#### PROVIDED ENTRIES
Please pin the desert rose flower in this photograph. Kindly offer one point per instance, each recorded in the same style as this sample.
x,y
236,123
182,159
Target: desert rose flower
########
#### PROVIDED ENTRIES
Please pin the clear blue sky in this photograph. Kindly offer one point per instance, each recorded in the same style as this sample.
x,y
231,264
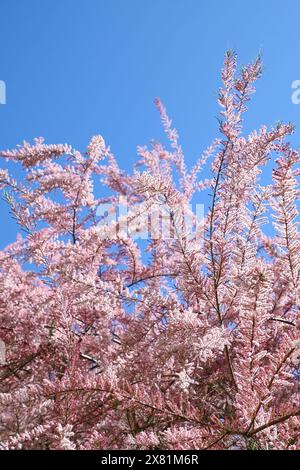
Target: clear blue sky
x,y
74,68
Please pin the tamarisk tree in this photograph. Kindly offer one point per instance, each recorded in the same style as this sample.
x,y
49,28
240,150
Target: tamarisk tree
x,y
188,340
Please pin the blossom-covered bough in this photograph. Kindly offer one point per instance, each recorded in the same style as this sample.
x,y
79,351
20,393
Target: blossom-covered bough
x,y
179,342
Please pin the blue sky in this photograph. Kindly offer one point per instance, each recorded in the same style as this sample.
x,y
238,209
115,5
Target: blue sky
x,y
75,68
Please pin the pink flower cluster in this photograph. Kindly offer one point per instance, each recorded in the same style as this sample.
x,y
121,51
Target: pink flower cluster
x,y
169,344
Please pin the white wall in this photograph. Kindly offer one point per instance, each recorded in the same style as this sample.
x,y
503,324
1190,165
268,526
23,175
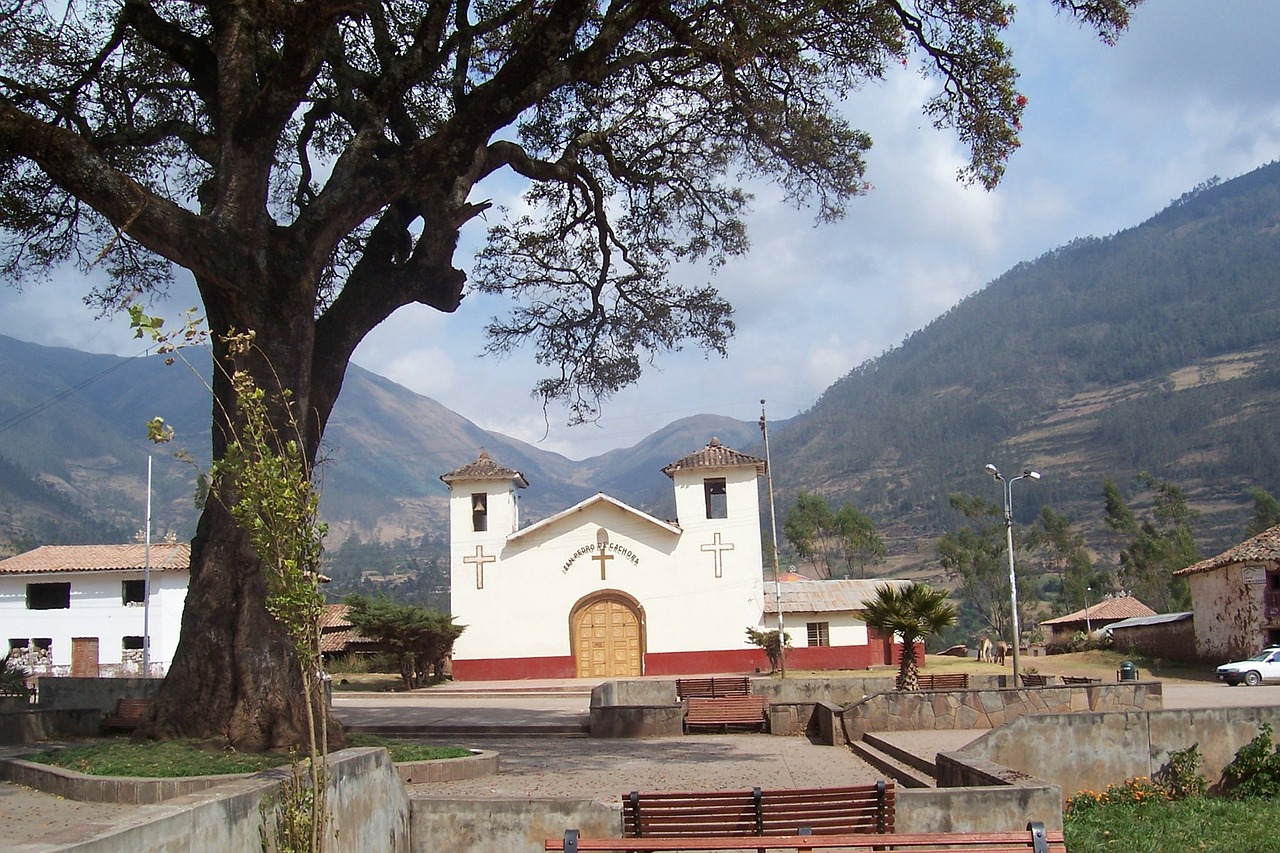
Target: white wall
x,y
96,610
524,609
########
PROBLEM TO SOLVE: Which lines in the two blocks above contain the word "rose"? Sift those out and copy each one in full.

CORRECT RESPONSE:
Please pin the desert rose flower in this photograph. Kindly offer one point per instance, each recorded in the same style as this sample.
Target: desert rose flower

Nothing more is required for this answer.